# WHAT TO PRODUCE
How many lines of the listing contain the word "outline"? Reply with the number alone.

# RECORDS SHOWN

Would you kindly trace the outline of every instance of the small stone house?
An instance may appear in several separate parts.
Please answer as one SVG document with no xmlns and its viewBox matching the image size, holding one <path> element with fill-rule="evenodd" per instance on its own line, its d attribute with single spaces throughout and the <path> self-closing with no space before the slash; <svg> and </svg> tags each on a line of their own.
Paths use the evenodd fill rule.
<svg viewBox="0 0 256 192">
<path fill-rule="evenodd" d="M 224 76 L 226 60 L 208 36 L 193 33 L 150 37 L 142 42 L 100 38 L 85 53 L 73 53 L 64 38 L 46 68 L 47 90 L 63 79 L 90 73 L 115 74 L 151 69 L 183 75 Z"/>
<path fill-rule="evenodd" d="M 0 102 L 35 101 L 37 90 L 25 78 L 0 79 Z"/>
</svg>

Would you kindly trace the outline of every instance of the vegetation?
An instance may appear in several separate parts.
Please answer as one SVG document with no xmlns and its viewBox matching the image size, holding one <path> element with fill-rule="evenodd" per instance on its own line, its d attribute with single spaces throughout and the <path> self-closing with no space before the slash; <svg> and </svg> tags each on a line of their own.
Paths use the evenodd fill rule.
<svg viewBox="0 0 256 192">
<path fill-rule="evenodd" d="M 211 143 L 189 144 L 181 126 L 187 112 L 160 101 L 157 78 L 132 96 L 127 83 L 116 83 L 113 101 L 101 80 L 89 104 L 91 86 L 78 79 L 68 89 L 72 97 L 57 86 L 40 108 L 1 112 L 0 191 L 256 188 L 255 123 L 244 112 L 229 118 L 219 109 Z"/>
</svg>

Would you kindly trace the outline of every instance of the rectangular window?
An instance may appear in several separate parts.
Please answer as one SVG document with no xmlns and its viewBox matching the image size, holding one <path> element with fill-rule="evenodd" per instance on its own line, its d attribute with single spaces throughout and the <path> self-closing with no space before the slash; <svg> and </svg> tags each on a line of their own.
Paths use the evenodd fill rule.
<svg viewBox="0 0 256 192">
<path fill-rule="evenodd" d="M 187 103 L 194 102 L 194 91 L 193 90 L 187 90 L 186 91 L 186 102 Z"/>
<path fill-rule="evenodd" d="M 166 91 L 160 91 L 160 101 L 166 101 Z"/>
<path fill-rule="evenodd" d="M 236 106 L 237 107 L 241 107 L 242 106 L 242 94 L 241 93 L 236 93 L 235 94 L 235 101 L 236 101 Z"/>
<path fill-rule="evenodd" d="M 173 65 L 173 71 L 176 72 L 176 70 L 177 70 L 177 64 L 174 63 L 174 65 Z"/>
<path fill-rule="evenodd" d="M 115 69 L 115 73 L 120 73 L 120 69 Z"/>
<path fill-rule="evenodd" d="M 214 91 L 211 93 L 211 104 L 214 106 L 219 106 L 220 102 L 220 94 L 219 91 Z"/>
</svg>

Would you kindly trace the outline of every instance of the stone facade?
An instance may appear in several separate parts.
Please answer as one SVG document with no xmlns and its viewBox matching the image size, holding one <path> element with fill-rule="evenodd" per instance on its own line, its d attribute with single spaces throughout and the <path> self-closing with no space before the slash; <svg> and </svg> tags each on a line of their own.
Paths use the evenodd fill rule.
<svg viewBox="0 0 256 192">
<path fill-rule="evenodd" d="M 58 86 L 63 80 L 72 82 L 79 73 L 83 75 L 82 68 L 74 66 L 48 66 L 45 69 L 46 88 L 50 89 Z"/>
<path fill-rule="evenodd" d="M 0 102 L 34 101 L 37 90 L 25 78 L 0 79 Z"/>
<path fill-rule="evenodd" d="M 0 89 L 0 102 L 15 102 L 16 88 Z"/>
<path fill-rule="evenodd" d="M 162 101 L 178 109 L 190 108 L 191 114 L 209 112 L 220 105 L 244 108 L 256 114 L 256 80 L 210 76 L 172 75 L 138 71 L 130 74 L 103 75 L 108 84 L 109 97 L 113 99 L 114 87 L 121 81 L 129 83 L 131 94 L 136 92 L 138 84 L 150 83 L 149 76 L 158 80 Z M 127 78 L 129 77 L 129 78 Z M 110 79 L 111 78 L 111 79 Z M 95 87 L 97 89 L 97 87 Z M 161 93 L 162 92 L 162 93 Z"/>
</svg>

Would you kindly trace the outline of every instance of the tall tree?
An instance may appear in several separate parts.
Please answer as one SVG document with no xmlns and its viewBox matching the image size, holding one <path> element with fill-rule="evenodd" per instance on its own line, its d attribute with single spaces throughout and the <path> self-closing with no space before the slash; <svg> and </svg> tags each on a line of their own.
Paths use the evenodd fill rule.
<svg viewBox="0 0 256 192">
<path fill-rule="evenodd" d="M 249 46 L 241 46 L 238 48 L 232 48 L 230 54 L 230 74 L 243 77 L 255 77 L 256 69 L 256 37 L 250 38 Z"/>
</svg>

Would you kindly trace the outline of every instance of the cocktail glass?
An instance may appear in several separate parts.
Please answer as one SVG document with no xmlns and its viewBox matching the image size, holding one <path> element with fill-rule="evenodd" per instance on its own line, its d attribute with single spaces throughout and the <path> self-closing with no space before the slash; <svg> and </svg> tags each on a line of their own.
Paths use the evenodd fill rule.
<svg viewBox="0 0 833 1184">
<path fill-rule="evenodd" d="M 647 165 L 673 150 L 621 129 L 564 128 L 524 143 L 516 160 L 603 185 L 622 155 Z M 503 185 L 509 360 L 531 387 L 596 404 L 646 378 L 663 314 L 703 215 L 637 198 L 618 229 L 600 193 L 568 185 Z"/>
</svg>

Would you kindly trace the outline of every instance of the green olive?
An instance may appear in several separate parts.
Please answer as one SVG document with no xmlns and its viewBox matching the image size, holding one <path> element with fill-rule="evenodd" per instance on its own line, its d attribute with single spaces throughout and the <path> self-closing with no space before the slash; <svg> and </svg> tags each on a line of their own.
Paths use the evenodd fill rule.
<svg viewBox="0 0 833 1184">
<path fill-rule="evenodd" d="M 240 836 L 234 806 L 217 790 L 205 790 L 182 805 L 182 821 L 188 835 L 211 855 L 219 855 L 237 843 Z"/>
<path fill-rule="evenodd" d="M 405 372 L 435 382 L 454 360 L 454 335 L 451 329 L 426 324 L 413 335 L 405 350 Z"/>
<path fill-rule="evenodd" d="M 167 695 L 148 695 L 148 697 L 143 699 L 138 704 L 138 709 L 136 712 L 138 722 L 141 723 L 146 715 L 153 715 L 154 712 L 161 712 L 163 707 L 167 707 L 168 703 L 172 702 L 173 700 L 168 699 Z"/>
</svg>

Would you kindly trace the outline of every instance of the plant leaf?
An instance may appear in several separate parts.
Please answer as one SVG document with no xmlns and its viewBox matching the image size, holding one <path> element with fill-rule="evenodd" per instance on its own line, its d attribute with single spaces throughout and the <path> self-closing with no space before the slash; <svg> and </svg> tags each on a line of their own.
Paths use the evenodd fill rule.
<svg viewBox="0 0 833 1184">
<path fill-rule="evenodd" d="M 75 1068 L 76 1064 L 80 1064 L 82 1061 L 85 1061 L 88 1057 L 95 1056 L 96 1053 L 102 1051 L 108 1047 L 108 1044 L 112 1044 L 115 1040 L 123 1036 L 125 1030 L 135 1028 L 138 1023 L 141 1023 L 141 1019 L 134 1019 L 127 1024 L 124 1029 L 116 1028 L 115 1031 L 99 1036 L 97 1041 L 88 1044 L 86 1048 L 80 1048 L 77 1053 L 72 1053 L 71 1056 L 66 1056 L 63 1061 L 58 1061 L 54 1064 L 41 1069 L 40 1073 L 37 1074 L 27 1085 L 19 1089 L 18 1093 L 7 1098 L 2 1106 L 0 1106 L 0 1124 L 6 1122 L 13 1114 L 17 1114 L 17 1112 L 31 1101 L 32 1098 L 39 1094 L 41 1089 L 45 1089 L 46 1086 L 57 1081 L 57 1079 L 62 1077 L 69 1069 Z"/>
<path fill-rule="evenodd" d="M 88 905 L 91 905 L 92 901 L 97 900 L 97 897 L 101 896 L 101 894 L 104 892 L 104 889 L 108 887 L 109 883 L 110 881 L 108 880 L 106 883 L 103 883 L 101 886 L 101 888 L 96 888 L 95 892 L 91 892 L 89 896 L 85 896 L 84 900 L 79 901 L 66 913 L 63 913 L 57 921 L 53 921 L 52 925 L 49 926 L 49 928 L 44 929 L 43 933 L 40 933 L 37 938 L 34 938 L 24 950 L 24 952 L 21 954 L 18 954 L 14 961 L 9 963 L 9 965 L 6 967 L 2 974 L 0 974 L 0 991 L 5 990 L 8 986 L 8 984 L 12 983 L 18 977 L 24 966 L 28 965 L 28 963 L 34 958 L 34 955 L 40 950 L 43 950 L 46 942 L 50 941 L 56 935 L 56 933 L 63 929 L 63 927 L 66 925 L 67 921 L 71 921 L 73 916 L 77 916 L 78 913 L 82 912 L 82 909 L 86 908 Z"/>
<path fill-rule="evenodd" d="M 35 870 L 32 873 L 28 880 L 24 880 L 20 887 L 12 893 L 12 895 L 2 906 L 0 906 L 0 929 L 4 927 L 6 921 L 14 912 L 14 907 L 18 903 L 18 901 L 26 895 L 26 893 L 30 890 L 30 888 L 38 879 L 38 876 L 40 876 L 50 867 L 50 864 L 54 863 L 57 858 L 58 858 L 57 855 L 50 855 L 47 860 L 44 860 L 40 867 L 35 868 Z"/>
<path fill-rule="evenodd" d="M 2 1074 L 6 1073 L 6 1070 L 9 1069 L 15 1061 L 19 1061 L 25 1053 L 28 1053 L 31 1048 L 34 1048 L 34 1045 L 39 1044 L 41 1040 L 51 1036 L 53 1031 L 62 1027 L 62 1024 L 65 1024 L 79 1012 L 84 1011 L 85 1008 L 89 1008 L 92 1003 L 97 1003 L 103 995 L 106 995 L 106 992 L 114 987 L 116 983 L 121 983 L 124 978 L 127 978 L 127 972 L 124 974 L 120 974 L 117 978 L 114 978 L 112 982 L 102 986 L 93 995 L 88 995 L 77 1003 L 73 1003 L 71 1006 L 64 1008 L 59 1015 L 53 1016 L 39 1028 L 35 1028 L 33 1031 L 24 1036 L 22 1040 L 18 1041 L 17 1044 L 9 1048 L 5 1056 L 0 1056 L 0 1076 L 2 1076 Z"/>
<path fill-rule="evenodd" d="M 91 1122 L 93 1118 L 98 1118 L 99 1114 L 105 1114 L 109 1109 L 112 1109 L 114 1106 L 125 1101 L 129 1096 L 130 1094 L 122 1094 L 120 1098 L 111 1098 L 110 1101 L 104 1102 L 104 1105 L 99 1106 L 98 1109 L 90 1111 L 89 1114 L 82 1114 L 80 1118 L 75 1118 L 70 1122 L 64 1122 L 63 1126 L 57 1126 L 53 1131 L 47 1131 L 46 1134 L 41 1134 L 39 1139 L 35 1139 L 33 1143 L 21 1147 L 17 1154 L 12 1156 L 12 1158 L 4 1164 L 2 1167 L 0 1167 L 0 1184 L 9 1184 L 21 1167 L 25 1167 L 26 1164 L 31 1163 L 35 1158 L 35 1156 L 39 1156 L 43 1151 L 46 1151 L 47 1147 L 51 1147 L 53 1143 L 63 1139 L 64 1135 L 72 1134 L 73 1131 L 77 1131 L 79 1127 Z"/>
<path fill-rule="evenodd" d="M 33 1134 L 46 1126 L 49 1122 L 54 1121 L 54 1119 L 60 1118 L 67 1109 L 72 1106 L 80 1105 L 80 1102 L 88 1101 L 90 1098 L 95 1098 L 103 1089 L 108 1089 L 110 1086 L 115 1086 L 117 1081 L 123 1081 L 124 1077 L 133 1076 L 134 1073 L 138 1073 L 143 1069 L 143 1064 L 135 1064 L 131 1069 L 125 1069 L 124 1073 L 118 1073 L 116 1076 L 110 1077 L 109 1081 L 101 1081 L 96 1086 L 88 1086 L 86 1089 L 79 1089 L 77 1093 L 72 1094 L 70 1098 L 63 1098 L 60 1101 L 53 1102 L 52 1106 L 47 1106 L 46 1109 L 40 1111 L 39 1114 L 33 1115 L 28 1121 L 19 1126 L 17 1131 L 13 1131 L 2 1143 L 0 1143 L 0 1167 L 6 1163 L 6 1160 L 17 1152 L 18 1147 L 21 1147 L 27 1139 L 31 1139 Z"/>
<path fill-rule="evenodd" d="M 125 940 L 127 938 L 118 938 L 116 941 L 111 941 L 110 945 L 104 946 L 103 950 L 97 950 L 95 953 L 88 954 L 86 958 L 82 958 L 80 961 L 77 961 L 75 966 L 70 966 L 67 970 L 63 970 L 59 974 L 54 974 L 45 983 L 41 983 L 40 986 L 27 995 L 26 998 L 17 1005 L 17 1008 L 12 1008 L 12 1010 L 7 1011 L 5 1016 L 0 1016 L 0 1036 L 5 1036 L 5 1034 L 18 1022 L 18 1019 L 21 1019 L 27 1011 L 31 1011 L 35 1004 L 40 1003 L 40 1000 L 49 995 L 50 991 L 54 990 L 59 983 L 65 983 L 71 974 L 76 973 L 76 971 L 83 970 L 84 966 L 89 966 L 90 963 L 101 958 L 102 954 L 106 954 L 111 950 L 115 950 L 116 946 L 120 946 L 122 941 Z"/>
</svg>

# TASK OUTPUT
8